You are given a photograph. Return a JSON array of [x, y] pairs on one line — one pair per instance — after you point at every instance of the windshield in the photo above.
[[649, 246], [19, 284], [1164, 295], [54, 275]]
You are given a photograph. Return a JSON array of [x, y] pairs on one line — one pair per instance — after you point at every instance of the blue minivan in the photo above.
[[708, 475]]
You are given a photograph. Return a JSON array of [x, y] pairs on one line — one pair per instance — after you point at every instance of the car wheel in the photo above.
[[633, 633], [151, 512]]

---

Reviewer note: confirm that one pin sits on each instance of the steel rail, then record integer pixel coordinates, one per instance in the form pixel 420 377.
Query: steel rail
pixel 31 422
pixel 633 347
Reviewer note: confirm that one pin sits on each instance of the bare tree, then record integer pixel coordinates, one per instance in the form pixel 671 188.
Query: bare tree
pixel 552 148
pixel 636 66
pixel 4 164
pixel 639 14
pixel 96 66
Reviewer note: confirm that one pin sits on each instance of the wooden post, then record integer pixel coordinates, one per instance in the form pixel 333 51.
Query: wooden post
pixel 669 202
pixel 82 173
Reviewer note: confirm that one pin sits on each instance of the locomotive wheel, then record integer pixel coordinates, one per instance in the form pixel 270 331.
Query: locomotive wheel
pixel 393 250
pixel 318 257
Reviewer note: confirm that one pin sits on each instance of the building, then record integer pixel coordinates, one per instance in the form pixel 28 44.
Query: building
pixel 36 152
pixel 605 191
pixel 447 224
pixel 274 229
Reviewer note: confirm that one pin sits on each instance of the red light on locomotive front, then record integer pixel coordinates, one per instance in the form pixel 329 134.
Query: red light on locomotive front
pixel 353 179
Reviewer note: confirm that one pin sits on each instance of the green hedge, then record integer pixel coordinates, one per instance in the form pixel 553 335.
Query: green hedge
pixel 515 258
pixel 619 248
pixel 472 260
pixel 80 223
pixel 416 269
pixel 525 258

*WORK INSTRUCTION:* Filter the records above and copy every line that contains the word "coordinates".

*SOLUTION TO THIS PROBLEM:*
Reviewer note: confirm that one pin sits on each instance of the steel rail, then record integer pixel coordinates, one per instance in the form pixel 420 377.
Reviewer note: confirm that one pin sits on each instance of the bare tree, then record integer pixel coordinates, one per instance in the form pixel 671 188.
Reviewer note: confirm that one pin sits on each instance of the wooden post, then record integer pixel coordinates, one per instance in the form pixel 333 51.
Reviewer note: confirm that one pin sits on each instance of the locomotive wheel, then record integer pixel coordinates, one per instance in the form pixel 270 331.
Reviewer note: confirm that one pin sits on each instance of the building, then record integer pixel coordinates, one per instance in the form pixel 28 44.
Reviewer note: confirm that one pin sits on each instance of the red light on locomotive front, then record integer pixel coordinates, one per instance in the form pixel 329 134.
Reviewer note: confirm that one pin sits on each instance of the green hedge, then record integer pixel coordinates, one per instance in the form pixel 553 335.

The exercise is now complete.